Source document: Begin

A new approach to ferrocene derived alkenes via copper-catalyzed olefination

  1. 1 ,
  2. 1,2 ,
  3. 1 ,
  4. 3 ,
  5. 3 ,
  6. 4,5 ,
  7. 1 ,
  8. 1 and
  9. 1,5
1Department of Chemistry, Lomonosov Moscow State University, Moscow 119991, Russia
2Institute of Problems of Chemical Physics, Russian Academy of Sciences, Chernogolovka, Moscow region, 142432 Russia
3Baku State University, Department of Chemistry, Z. Xalilov Str. 23, Az 1148 Baku, Azerbaijan
  1. Corresponding author email
Guest Editor: S. R. Chemler
Beilstein J. Org. Chem. 2015, 11, 2072–2078. https://doi.org/10.3762/bjoc.11.223
Received 10 Aug 2015, Accepted 15 Oct 2015, Published 03 Nov 2015
Full Research Paper
cc by logo


A new approach to ferrocenyl haloalkenes and bis-alkenes was elaborated. The key procedure involves copper catalyzed olefination of N-unsubstituted hydrazones, obtained from ferrocene-containing carbonyl compounds and hydrazine, with polyhaloalkanes. The procedure is simple, cheap and could be applied for the utilization of environmentally harmful polyhalocarbons. The cyclic voltammetry study of the representative examples of the synthesized ferrocenyl alkenes shows the strong dependence of the cathodic behavior on the amount of vinyl groups: while for the monoalkene containing molecules no reduction is seen, the divinyl products are reduced in several steps.


The introduction of complex functional fragments into the specified place of the target molecule is of current interest in modern synthetic chemistry [1]. From this point of view, the development of ferrocene-based molecules as crucial fragments of new materials and novel pharmacological entities is of great importance. Indeed, since the discovery of ferrocene [2] and the synthesis of the first polymer based on vinylferrocene [3], the chemistry of ferrocene and its derivatives is developing very rapidly. Ferrocene derivatives are widely applied in industry, for example, diethylferrocene is a combustion accelerator used as additive to gasoline [4]. There are many drugs containing a ferrocene fragment in their structures (Scheme 1) [5]. The ferrocene core is also a very popular scaffold for ligand design, particularly, in asymmetric catalysis (Scheme 1).


Scheme 1: Examples of ferrocene derived drugs and ligands.

Source document: End
Data: Begin

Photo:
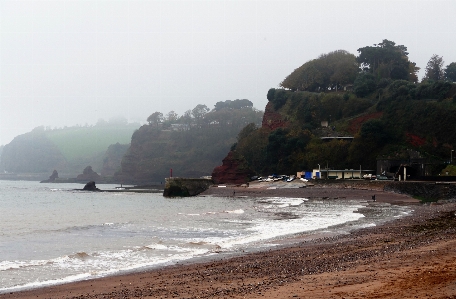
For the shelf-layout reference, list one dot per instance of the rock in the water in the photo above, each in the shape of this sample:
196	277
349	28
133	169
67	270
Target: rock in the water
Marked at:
54	175
88	175
90	186
234	170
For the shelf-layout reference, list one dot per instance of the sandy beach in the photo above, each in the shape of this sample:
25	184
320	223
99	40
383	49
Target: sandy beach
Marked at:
411	257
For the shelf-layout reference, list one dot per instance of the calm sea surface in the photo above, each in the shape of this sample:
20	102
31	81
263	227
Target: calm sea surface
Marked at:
50	234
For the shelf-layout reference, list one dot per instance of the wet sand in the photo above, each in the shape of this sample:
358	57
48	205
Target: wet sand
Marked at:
412	257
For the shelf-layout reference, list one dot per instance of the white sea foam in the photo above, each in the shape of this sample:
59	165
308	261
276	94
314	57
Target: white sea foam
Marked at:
78	235
238	211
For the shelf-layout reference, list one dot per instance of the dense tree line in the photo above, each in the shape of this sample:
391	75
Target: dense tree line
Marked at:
385	109
192	144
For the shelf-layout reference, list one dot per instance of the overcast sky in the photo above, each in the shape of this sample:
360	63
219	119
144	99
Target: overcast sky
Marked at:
73	62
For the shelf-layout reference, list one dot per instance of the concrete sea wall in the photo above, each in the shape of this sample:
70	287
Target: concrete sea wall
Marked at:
183	187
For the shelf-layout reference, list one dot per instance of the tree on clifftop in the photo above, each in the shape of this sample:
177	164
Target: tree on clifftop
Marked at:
155	118
450	72
387	60
434	68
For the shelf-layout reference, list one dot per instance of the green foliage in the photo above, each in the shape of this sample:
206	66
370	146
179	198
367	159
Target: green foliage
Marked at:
450	72
68	150
191	152
434	68
236	104
329	71
364	84
78	142
32	152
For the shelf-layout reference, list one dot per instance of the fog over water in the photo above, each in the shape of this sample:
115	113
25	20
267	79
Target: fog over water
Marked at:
64	63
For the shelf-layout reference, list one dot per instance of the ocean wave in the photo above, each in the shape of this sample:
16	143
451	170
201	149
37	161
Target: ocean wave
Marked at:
238	211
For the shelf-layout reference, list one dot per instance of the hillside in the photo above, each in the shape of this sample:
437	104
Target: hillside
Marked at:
68	150
387	112
191	146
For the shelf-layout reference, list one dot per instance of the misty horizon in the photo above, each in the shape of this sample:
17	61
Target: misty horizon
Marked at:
67	63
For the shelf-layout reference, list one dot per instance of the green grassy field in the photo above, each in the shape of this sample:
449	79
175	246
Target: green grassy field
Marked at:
77	142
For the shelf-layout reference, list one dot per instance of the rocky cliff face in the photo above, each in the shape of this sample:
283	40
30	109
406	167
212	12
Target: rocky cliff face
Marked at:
234	170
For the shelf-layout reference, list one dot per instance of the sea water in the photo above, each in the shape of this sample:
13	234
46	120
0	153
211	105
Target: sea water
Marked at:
52	234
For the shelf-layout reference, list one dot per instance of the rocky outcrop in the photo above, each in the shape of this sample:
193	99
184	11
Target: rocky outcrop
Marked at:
113	158
52	178
90	186
234	170
183	187
88	175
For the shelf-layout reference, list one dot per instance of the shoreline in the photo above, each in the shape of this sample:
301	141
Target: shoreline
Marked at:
397	258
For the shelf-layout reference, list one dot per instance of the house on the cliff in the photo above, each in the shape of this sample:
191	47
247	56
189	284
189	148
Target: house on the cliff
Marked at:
408	165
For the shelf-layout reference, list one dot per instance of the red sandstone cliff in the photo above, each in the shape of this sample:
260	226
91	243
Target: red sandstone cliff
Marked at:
234	170
272	119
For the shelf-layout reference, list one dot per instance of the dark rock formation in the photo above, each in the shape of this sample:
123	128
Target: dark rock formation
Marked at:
113	158
52	178
90	186
234	170
88	175
182	187
54	175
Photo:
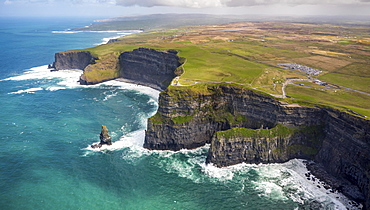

Data: End

Work task 1:
Answer from the ferrocene article:
(a) In which journal and year was the article published?
(b) With what compounds are the N-unsubstituted hydrazones olefinated?
(c) What industrial use of diethylferrocene is mentioned?
Work task 2: Summarize the ferrocene article in two sentences.
Work task 3: Reproduce the part of the ferrocene article that begins at the words "A new approach to ferrocenyl" and stops after the words "in several steps.".

Solution 1:
(a) Beilstein J. Org. Chem., 2015.
(b) Polyhaloalkanes.
(c) It is a combustion accelerator used as an additive to gasoline.

Solution 2: The article presents a simple, cheap route to ferrocenyl haloalkenes and bis-alkenes by copper-catalyzed olefination of N-unsubstituted hydrazones with polyhaloalkanes. Cyclic voltammetry showed that the monoalkene products undergo no reduction, while the divinyl products are reduced in several steps.

Solution 3:
A new approach to ferrocenyl haloalkenes and bis-alkenes was elaborated. The key procedure involves copper catalyzed olefination of N-unsubstituted hydrazones, obtained from ferrocene-containing carbonyl compounds and hydrazine, with polyhaloalkanes. The procedure is simple, cheap and could be applied for the utilization of environmentally harmful polyhalocarbons. The cyclic voltammetry study of the representative examples of the synthesized ferrocenyl alkenes shows the strong dependence of the cathodic behavior on the amount of vinyl groups: while for the monoalkene containing molecules no reduction is seen, the divinyl products are reduced in several steps.